**Podany fragment:**

—————

Pracował w TVP tylko kilka dni. Zgłosił się do PIP‑u

Tomasz Marzec w błyskawicznym tempie rozstał się w Telewizją Polską. Dziennikarz zdecydował się zakończyć karierę w TVP, a potem mówił, co tam zastał. Na wywiadach się jednak nie skończyło.

Tomasz Marzec błyskawicznie zwolnił się z TVP
Tomasz Marzec błyskawicznie zwolnił się z TVP
Źródło zdjęć: © PAP | Marcin Obara
Magdalena Drozdek

06.05.2024 07:08

Gdy w grudniu 2023 r. nowa władza dokonała rewolucji w TVP, Tomasz Marzec był jedną z pierwszych osób, które dołączyły do ekipy "19.30", która zastąpiła skompromitowane "Wiadomości". Marca wiele osób może kojarzyć z radiowej Trójki, ale najdłużej pracował w TVN, gdzie prowadził m.in. program publicystyczny "Czarno na białym". Przed dołączeniem do nowej ekipy dziennikarzy w TVP, pracował w Naczelnej Izbie Kontroli.

Pierwszy materiał podpisany przez Marca pojawił się na antenie 23 grudnia, a już na początku stycznia mówiono o jego odejściu. Sprawa położyła się cieniem na nowej TVP.

Dalsza część artykułu pod materiałem wideo

Tomasz Marzec zgłosił się do Państwowej Inspekcji Pracy

Dziennikarz faktycznie po krótkim czasie rozstał się z TVP. O swojej decyzji mówił w rozmowie z WP. - Na początku miałem być reporterem "19:30". Potem "zobaczymy". A czym miałem się tam zajmować? Trudno powiedzieć, nadal się nad tym zastanawiam. Wiem, czym chciałem się zajmować, ale nikt o tym ze mną nie rozmawiał - opisywał.

—————

**Dane wejściowe:**
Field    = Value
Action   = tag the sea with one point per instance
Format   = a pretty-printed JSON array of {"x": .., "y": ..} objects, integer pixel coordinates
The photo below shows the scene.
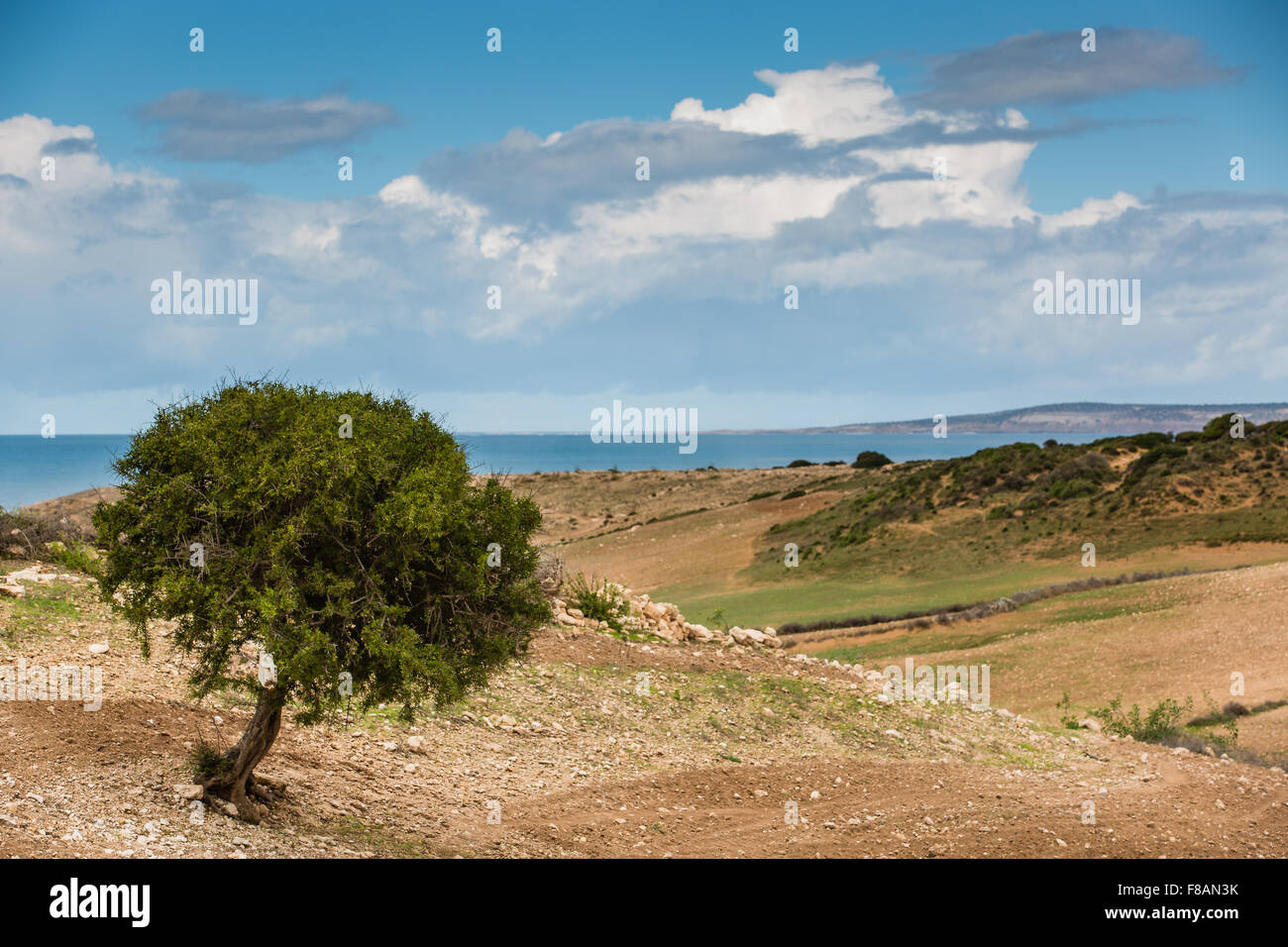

—————

**Polecenie:**
Którego dnia, według artykułu o odejściu Tomasza Marca z TVP, pojawił się na antenie pierwszy materiał przez niego podpisany?

**Rozwiązanie:**
23 grudnia.